═══ PASSAGE SHOWN

Osteoclast differentiation marker gene expression and resorption activity induced by human GMC supernatants. (A) RNAs from RAW 264.7 cells cultured with normal culture media (C), sRANKL (R; 100 ng/ml), TNF-α (T; 10 ng/ml), or 50% human GMC conditioned medium (sup.) were extracted after incubation for 5 d. The isolated RNAs were then reverse transcribed, and five osteoclast marker gene transcripts (ATP6v0d2, c-src, DC-STAMP, integrin β3, and vATPase) were detected by real-time RT-PCR. GAPDH was used as internal control. Fold increase from control in each transcript is shown. All experiments were performed in triplicate wells for each group. Results are expressed as mean ± SD. *p < 0.001 versus control. RAW 264.7 cells were cocultured on OsteoAssay plate (B) or Osteologic plate (C) with 50% human GMC conditioned medium harvested from GMC culture with or without anti-TACE Ab. In some conditions, anti-RANKL Ab was added to block sRANKL activity (C). Three human GMC supernatants were analyzed. C, cultured with normal culture media; R, cultured with sRANKL (100 ng/ml). All experiments were performed in triplicate wells for each group. Results are expressed as mean ± SD. *p < 0.05 versus control. p < 0.05 between groups.

In addition, we finally assessed whether human GMC-stimulated TRAP+ multinucleated cells had resorption activity using two types of synthetic biomimetic substrate-coated culture plates, Osteologic and OsteoAssay (Fig. 6B, 6C). In both cases, RAW 264.7 cells stimulated with 50% human GMC supernatant resorbed a certain level of surface area, albeit quite low when compared with 100 ng/ml RANKL stimulation. As expected, inhibition of TACE activity during GMC culture by addition of anti-TACE neutralizing Ab resulted in diminished resorption activity, whereas addition of anti-RANKL Ab into the culture supernatant of GMCs also showed decreased resorption activity, suggesting that TACE could suppress the generation of sRANKL in the GMC culture.

══════

- [ASSIGNED TASK] List the osteoclast marker gene transcripts that the passage on osteoclast differentiation says were detected by real-time RT-PCR. Answer from the passage on osteoclast differentiation alone.

═══ RECORDS

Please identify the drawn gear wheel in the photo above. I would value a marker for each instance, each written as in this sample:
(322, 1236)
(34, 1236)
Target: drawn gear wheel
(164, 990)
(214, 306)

══════

- [REPLY] ATP6v0d2, c-src, DC-STAMP, integrin β3, and vATPase.